**EXERCISE DETAILS**: According to the article on the Sin in Linen bedding company, how many stores nationwide carry its products so far?

**TEXT PROVIDED**:
#####

Bold bedding from West Seattle's Sin in Linen

Sandy Glaze spent months coaxing skeptical manufacturers to produce fabric printed with racy blond pinups for her one-woman operation, Sin in Linen.
So when factory managers in Alabama with "good Christian" employees saw the sexy fabric and refused to sew it into sheets, the persistent Glaze armed herself.
She took a book on pinup history to Alabama and assured factory managers that the pinup was an art form even featured on bombers in World War II.
Her fledgling bedding company was "flirty ... not dirty," she told them. She argued they were practically supporting today's troops by making sheets with links to the military. They made her sheets.
"There's a huge, long list of touch-and-go moments around here," Glaze said recently, referring to her tiny office in West Seattle, the "World Headquarters" for Sin in Linen.
Glaze's company wants to take your bed by storm with its cheeky motto, "Try Something New In Bed!" on its equally sassy 230-thread-count cotton-sateen sheets featuring the Joie de Viv blonde.
It also sells pillows and duvets featuring skulls, tattoos and a black-and-white coquettish pinup called Soxy.
So far, 14 stores nationwide carry Glaze's products, and she is about to launch a second line of linens emblazoned with classic tattoo designs, including an eye-catching rose with thorns and swallows holding a heart.

#####

**DATA EXCERPT**:
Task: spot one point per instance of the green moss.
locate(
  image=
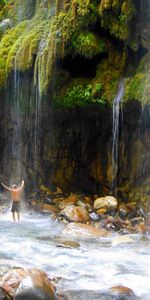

#####

**THE COMPLETED TASK**: 14 stores